- STATED PROBLEM A:
In the rows, copy verbatim the section that opens with the line containing "target: dry grass patch" and closes with the line containing "252], [778, 260]]", both lines included.

** START OF DOCUMENT SEGMENT **

On Fri 07-02-14 09:04:02, Tejun Heo wrote:
> Hello, Hugh.
> 
> On Thu, Feb 06, 2014 at 03:56:01PM -0800, Hugh Dickins wrote:
> > Sometimes the cleanup after memcg hierarchy testing gets stuck in
> > mem_cgroup_reparent_charges(), unable to bring non-kmem usage down to 0.
> > 
> > There may turn out to be several causes, but a major cause is this: the
> > workitem to offline parent can get run before workitem to offline child;
> > parent's mem_cgroup_reparent_charges() circles around waiting for the
> > child's pages to be reparented to its lrus, but it's holding cgroup_mutex
> > which prevents the child from reaching its mem_cgroup_reparent_charges().
> > 
> > Just use an ordered workqueue for cgroup_destroy_wq.

** END OF DOCUMENT SEGMENT **
** START OF INFORMATION SHOWN **

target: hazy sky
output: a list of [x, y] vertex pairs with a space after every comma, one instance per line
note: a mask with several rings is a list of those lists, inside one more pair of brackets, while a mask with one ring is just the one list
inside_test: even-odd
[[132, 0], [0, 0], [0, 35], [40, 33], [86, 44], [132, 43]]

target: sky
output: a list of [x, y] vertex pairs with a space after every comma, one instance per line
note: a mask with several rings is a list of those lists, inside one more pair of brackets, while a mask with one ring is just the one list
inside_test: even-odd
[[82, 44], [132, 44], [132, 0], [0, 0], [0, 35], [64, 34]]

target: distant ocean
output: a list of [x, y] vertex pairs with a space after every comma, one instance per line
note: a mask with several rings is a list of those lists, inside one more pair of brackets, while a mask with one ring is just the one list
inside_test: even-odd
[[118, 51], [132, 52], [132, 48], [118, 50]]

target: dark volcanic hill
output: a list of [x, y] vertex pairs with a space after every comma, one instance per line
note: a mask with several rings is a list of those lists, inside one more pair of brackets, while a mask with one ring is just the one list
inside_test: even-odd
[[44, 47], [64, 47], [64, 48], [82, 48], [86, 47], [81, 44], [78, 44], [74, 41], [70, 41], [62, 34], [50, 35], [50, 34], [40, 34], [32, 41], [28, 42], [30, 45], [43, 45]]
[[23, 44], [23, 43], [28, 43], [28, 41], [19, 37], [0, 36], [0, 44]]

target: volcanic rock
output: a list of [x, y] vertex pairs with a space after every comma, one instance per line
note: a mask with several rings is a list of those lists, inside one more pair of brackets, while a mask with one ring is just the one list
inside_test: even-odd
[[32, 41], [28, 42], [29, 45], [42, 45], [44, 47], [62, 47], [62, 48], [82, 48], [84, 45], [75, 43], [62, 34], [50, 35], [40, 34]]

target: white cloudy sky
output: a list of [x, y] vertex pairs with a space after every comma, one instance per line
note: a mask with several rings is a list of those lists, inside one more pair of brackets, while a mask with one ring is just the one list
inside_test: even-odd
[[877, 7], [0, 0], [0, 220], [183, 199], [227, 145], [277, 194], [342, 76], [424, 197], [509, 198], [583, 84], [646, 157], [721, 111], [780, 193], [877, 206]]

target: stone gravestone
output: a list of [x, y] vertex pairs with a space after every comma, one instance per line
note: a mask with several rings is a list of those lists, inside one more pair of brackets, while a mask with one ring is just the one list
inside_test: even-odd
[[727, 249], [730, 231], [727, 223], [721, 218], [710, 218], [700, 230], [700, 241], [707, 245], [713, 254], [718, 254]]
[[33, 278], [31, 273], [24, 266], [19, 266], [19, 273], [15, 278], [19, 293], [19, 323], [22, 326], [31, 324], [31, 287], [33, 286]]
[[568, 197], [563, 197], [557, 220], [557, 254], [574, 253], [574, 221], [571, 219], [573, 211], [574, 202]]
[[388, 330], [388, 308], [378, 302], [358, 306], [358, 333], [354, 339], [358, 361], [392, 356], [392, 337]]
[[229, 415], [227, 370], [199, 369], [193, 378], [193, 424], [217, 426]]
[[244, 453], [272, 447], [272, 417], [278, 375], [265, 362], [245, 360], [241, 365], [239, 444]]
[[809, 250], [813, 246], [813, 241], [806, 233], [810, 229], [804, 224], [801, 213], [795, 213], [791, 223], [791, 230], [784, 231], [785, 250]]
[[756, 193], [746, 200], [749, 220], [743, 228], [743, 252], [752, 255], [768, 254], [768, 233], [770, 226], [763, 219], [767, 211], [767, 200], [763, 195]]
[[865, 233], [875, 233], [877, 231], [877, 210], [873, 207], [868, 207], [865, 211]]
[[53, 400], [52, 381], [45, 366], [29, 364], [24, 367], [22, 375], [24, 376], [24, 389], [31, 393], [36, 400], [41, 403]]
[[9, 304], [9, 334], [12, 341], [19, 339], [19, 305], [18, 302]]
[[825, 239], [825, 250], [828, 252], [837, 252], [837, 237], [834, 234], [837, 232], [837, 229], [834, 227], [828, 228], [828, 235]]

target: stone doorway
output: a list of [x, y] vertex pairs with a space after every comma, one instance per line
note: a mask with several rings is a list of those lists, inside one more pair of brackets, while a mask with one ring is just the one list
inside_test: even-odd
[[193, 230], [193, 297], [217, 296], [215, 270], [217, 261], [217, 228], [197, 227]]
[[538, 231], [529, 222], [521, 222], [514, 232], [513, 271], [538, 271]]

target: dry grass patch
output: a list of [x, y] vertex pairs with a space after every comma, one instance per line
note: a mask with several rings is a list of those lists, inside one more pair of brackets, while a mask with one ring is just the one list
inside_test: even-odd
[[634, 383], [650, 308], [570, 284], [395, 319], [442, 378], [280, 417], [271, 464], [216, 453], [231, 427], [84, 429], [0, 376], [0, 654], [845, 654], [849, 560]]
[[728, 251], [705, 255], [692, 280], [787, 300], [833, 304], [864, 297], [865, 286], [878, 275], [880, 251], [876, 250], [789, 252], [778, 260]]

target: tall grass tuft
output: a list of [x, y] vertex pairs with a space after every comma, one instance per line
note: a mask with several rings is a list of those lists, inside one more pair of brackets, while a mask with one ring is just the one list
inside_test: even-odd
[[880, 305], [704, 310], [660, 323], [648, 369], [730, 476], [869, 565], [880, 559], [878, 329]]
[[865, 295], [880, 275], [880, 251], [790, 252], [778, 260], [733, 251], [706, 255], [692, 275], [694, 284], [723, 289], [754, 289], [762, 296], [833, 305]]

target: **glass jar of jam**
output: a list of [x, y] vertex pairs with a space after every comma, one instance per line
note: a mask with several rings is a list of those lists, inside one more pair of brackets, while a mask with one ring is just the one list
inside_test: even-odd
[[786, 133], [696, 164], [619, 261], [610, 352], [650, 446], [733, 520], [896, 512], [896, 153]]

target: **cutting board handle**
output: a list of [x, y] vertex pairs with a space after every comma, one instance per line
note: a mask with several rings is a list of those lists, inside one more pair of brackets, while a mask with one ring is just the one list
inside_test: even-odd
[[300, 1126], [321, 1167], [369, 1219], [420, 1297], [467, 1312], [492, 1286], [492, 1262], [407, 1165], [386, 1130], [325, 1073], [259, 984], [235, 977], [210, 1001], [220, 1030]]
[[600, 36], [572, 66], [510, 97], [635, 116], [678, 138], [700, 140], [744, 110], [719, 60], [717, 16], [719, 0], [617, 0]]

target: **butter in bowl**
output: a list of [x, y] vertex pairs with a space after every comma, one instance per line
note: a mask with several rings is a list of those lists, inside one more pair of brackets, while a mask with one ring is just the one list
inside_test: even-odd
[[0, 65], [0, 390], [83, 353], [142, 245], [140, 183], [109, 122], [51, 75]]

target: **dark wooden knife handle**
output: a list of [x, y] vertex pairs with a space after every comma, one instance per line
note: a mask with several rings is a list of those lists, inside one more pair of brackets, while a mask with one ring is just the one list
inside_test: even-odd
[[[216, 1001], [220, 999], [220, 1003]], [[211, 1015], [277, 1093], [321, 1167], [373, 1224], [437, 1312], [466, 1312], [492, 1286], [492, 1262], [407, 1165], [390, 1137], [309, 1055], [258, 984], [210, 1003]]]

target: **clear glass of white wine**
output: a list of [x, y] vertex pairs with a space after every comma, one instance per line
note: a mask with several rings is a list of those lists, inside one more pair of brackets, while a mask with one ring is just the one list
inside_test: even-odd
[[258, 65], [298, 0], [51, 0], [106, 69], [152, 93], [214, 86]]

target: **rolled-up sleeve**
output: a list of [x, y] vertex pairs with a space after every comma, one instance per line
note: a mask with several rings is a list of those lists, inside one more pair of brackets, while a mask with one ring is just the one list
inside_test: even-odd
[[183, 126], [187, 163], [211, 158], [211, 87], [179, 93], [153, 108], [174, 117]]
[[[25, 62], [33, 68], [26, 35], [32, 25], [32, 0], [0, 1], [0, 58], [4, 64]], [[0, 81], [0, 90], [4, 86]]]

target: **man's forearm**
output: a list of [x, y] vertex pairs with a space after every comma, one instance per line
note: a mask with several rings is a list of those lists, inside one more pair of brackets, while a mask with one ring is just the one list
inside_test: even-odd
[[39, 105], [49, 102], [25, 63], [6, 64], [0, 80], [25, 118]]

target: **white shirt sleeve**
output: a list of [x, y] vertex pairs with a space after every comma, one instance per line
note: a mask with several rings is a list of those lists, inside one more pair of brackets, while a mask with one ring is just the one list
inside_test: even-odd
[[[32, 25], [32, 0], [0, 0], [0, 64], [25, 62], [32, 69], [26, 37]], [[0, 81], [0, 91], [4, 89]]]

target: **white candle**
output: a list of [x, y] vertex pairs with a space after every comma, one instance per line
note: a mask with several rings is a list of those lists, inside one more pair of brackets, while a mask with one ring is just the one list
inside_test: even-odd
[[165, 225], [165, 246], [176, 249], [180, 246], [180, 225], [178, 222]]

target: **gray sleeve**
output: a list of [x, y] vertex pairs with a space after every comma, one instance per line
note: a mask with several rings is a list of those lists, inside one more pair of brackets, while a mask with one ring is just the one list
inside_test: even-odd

** END OF INFORMATION SHOWN **

- STATED PROBLEM B:
Answer these questions on the cgroup workqueue message, each on its own line:
(i) In which function does the cleanup after memcg hierarchy testing sometimes get stuck?
(ii) What lock does the parent hold that prevents the child from reaching that function?
(iii) What kind of workqueue is proposed for cgroup_destroy_wq?

- FULL RESPONSE A:
target: dry grass patch
output: a list of [x, y] vertex pairs with a space after every comma, one instance per line
note: a mask with several rings is a list of those lists, inside one more pair of brackets, while a mask with one ring is just the one list
inside_test: even-odd
[[634, 383], [650, 308], [570, 284], [395, 319], [442, 378], [280, 417], [271, 464], [216, 453], [231, 427], [84, 429], [0, 376], [0, 654], [845, 654], [849, 560]]
[[728, 251], [705, 255], [692, 280], [787, 300], [833, 304], [864, 297], [865, 286], [878, 275], [880, 251], [876, 250], [789, 252], [778, 260]]

- FULL RESPONSE B:
(i) mem_cgroup_reparent_charges()
(ii) cgroup_mutex
(iii) An ordered workqueue